### Description of the task
Write out the lines of the first block of entries below, beginning at the line that contains "Each instance of" and stopping after the line that contains "Apply the even-odd".

### Given information
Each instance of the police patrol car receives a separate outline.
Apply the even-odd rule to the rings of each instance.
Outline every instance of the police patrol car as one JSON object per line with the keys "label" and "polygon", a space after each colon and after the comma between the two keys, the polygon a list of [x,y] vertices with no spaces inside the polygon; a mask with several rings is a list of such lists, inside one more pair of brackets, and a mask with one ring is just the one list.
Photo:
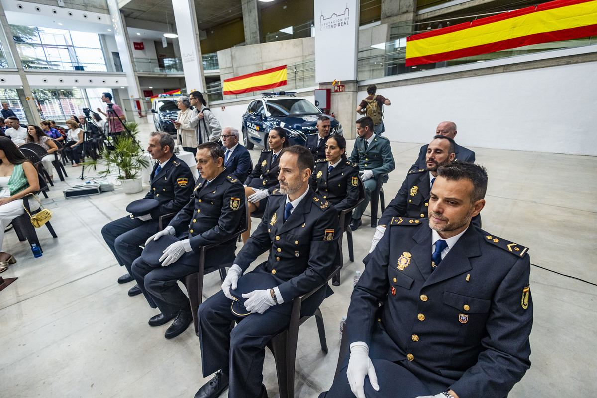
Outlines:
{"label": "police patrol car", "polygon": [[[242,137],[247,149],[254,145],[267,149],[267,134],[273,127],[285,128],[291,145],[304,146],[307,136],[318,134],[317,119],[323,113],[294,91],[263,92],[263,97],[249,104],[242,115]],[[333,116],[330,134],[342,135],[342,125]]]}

...

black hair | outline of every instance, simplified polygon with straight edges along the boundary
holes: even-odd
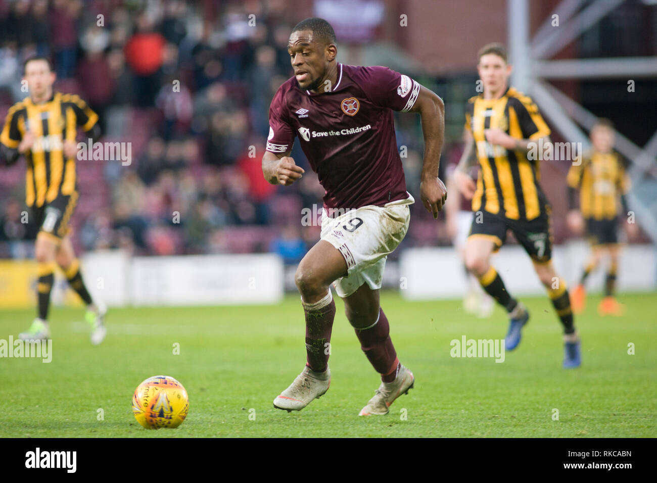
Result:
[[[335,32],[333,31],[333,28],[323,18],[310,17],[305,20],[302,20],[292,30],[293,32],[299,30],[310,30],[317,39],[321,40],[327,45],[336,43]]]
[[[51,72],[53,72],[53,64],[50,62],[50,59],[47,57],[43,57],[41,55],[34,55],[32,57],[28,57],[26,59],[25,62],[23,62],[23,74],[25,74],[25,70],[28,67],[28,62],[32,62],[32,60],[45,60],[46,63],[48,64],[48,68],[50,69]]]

### Complete answer
Each instance of the police patrol car receives a separate outline.
Apply the even-odd rule to the rings of each instance.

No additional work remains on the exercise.